### [Records shown]
──────

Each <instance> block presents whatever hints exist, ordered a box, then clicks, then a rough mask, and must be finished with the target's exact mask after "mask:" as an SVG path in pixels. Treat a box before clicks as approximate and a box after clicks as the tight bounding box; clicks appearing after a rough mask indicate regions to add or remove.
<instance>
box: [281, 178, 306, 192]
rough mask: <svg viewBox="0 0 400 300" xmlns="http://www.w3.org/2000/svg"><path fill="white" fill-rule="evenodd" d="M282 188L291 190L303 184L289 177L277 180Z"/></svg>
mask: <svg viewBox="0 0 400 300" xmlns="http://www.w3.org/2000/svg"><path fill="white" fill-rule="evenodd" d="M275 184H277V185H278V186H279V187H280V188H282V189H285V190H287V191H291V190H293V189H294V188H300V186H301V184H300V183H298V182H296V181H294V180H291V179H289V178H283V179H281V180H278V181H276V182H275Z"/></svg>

──────

### [Problem to work on]
From the records above, report the number of lines that hold the string "instance" and add nothing.

### [Answer to the problem]
2